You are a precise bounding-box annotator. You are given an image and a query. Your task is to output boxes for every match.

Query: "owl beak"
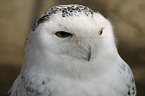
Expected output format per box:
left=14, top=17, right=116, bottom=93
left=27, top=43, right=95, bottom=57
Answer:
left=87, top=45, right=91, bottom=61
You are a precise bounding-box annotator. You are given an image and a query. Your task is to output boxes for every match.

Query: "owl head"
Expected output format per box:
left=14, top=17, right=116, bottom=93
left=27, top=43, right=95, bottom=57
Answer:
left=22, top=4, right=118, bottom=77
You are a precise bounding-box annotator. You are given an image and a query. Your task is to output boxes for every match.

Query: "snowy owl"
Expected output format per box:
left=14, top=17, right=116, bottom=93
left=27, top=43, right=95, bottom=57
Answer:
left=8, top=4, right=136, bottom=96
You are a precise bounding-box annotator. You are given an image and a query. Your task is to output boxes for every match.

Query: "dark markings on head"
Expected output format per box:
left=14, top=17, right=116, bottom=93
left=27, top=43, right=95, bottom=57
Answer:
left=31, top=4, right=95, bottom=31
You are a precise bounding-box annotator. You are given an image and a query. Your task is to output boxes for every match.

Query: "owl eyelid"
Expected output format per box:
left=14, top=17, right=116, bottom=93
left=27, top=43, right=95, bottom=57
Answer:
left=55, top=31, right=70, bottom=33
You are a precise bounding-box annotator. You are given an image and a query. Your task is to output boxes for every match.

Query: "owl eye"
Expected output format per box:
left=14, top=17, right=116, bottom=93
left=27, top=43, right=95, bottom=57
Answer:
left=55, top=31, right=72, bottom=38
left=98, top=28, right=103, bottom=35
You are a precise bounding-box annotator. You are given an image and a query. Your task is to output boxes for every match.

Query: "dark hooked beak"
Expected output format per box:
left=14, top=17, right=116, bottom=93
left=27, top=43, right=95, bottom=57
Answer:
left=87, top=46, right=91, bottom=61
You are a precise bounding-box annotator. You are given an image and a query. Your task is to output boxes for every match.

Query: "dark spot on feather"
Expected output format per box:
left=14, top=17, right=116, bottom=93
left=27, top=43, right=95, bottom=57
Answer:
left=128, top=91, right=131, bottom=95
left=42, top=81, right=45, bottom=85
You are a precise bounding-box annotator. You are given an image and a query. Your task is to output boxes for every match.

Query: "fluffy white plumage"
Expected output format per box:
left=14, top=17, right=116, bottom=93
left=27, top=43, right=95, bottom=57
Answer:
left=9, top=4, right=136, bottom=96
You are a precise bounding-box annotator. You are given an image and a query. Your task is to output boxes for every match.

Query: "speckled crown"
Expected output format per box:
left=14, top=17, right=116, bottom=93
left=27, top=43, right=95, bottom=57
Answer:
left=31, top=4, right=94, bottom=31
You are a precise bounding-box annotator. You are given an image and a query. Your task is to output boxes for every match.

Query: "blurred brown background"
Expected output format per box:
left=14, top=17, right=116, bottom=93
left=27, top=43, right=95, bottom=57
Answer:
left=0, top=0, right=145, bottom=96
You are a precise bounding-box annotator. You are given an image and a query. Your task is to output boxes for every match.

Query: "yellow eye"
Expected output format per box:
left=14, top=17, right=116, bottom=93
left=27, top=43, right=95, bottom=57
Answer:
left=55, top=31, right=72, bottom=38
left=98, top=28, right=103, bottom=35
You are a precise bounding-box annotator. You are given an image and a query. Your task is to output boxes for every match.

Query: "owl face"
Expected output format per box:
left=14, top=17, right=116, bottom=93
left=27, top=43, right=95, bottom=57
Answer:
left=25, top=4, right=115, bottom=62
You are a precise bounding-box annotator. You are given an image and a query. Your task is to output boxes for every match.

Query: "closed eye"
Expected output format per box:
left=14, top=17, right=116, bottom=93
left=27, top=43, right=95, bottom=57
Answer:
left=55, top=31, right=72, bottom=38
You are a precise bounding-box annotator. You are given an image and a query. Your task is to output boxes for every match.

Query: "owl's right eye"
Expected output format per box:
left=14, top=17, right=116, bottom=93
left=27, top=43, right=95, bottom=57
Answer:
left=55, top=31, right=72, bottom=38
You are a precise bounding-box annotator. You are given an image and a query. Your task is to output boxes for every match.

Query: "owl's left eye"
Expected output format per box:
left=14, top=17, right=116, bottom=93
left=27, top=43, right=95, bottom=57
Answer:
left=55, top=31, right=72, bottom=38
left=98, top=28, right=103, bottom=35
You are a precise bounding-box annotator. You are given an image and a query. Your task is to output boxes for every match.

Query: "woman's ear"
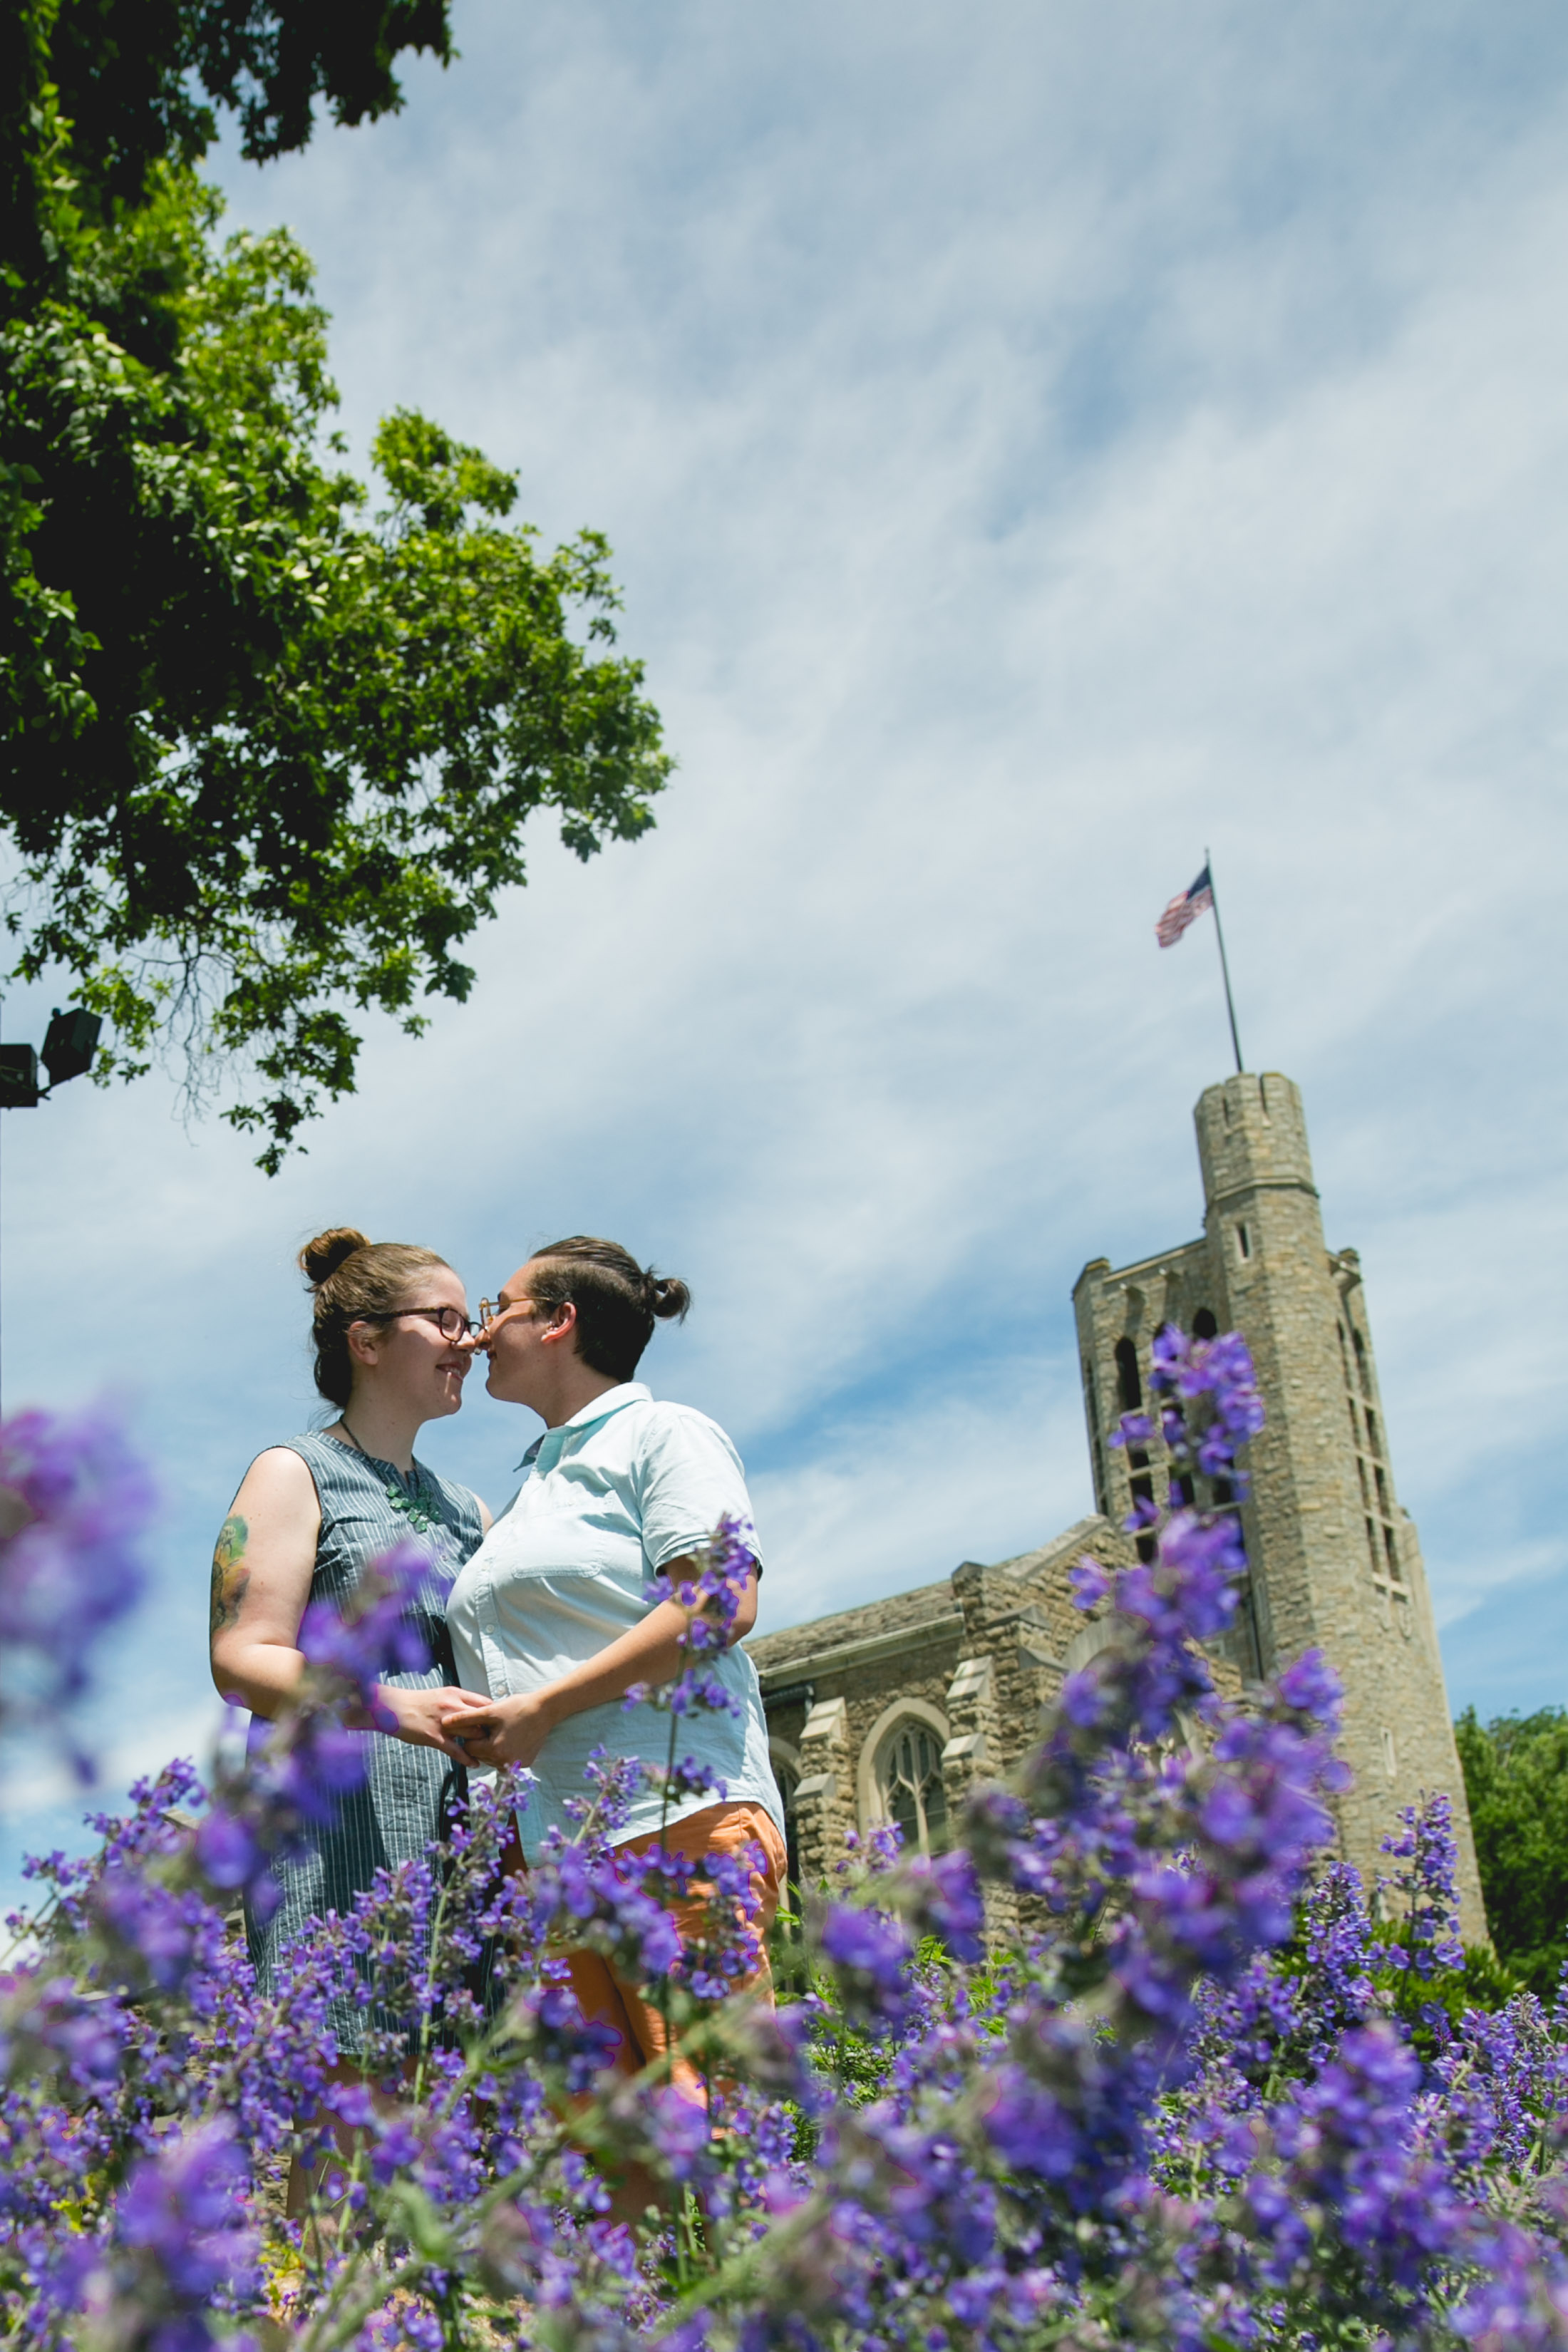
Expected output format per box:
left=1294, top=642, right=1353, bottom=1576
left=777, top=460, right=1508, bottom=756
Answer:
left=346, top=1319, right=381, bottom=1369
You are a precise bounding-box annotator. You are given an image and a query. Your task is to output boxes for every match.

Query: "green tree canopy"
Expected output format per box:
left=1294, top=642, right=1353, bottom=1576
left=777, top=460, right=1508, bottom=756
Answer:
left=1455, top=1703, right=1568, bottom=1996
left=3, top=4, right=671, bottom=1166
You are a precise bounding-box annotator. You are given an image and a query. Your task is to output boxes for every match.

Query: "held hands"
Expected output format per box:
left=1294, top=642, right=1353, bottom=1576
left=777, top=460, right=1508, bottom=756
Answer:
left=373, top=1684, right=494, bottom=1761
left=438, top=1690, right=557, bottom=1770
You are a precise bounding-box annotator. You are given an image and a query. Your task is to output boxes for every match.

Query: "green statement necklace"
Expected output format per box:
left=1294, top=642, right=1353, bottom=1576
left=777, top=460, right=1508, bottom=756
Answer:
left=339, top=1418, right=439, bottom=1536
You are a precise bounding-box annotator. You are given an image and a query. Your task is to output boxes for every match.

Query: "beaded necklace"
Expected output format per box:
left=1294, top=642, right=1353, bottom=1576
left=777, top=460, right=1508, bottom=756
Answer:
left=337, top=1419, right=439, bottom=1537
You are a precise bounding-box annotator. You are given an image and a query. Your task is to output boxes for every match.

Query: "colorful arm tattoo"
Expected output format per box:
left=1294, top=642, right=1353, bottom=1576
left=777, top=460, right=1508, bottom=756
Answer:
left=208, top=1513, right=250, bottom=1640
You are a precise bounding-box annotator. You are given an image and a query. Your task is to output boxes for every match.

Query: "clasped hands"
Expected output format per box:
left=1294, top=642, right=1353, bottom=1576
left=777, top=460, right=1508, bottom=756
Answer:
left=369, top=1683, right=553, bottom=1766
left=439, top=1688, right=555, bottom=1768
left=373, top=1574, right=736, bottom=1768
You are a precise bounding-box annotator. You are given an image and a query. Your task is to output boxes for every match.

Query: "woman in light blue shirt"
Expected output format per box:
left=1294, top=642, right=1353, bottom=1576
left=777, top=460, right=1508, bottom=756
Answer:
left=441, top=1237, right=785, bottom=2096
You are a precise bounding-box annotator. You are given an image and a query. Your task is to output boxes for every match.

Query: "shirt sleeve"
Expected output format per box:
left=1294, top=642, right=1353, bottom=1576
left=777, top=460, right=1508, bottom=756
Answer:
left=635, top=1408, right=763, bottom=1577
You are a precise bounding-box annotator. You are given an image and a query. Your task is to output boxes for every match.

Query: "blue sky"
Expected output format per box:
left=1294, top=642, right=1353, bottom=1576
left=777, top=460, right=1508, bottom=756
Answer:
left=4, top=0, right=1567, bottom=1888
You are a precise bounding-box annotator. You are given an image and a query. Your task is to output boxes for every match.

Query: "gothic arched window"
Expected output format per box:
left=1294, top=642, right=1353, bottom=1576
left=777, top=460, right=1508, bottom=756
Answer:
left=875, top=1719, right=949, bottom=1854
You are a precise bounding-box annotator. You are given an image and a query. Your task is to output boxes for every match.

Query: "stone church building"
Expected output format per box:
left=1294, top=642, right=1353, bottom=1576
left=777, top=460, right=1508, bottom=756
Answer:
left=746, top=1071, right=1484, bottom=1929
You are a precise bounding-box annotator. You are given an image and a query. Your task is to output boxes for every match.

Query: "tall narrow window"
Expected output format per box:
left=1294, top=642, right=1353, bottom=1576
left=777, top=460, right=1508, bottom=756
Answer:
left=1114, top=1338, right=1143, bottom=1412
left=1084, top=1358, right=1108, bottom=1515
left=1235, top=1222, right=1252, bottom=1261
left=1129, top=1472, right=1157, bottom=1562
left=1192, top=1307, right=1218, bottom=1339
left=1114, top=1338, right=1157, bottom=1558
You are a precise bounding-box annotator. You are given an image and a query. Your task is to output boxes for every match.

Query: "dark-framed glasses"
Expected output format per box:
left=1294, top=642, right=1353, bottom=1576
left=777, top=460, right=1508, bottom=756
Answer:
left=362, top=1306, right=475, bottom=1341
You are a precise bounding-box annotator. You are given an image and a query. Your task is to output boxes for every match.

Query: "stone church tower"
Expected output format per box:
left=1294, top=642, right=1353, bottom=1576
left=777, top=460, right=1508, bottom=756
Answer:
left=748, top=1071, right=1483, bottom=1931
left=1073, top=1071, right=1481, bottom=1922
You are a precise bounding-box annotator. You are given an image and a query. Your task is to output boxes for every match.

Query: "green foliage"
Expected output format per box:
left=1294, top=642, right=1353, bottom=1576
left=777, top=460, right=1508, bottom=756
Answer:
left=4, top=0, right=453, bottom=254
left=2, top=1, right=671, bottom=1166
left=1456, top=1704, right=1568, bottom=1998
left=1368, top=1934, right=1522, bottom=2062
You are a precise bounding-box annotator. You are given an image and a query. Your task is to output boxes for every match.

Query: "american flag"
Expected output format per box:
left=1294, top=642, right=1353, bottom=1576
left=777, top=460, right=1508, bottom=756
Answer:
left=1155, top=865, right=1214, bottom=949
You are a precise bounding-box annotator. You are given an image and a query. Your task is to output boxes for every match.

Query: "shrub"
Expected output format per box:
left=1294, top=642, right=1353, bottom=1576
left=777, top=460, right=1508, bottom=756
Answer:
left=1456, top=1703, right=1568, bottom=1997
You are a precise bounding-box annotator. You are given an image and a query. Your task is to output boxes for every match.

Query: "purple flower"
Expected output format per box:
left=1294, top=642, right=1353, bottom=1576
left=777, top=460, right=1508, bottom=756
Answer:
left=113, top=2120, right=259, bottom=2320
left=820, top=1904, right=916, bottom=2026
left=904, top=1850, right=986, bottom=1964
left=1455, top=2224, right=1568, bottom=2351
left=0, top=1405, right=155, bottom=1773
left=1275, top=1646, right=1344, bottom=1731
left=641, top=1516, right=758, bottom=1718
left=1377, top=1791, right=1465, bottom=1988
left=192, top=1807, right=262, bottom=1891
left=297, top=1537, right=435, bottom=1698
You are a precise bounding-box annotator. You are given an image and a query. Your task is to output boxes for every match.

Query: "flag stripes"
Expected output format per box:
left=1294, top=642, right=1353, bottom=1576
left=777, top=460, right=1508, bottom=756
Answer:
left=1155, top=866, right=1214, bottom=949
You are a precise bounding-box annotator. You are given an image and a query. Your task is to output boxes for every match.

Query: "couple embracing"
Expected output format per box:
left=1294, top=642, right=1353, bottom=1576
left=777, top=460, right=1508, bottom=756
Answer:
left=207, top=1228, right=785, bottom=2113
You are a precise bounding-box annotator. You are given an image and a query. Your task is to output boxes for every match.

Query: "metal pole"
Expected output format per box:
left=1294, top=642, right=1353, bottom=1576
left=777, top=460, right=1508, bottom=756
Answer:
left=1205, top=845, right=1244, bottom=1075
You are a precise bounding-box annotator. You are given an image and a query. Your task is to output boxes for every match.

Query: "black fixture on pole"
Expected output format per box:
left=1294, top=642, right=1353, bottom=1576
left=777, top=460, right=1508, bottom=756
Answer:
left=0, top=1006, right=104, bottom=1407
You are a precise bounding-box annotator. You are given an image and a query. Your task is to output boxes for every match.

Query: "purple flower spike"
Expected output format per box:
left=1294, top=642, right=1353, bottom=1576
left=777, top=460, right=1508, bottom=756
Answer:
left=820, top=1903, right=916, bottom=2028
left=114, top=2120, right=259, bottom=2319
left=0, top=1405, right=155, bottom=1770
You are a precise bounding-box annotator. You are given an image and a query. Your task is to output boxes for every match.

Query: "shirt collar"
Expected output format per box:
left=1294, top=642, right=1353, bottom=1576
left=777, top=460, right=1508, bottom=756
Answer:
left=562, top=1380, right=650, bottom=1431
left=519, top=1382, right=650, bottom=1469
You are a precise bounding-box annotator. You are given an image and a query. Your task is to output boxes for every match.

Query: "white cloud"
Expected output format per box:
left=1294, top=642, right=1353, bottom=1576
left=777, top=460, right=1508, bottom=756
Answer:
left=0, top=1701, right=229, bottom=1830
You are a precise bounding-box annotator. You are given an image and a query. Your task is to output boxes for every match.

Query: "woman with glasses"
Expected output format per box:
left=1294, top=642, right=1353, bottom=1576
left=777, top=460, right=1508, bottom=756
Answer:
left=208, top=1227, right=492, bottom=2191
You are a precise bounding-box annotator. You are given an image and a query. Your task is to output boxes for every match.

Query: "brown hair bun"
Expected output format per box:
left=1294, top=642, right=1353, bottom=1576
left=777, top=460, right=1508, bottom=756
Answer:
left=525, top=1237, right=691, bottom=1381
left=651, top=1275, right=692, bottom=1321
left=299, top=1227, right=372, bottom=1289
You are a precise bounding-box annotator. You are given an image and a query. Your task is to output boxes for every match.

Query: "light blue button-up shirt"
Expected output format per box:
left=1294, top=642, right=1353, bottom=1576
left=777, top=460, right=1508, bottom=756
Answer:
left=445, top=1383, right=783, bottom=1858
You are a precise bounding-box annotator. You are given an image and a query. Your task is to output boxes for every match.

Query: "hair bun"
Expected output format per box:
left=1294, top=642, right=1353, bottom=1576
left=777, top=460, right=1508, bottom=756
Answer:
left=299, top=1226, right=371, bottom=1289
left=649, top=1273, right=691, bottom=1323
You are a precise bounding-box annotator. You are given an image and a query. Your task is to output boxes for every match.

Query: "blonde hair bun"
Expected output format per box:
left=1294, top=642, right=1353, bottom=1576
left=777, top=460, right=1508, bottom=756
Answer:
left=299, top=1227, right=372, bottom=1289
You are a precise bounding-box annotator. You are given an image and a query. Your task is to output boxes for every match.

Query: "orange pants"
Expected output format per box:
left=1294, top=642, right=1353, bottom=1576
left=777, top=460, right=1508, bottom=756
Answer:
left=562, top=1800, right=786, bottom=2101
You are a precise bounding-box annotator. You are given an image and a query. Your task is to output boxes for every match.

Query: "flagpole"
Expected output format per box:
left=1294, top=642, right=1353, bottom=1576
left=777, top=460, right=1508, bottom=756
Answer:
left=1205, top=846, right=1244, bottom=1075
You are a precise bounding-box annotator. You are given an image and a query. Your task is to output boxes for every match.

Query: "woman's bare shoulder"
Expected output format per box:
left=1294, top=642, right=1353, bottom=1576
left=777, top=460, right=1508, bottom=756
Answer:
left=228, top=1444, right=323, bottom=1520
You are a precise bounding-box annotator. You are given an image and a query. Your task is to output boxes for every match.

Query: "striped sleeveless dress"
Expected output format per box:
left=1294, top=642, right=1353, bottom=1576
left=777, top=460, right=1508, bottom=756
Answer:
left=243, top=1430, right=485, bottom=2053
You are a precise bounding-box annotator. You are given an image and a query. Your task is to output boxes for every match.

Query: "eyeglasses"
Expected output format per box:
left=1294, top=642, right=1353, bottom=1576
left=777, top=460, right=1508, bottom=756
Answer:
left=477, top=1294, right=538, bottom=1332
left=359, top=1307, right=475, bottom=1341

+++++

Please copy every line of the data that carries the string "brown".

**Answer space**
Query: "blurred brown background"
Query: "brown hair bun"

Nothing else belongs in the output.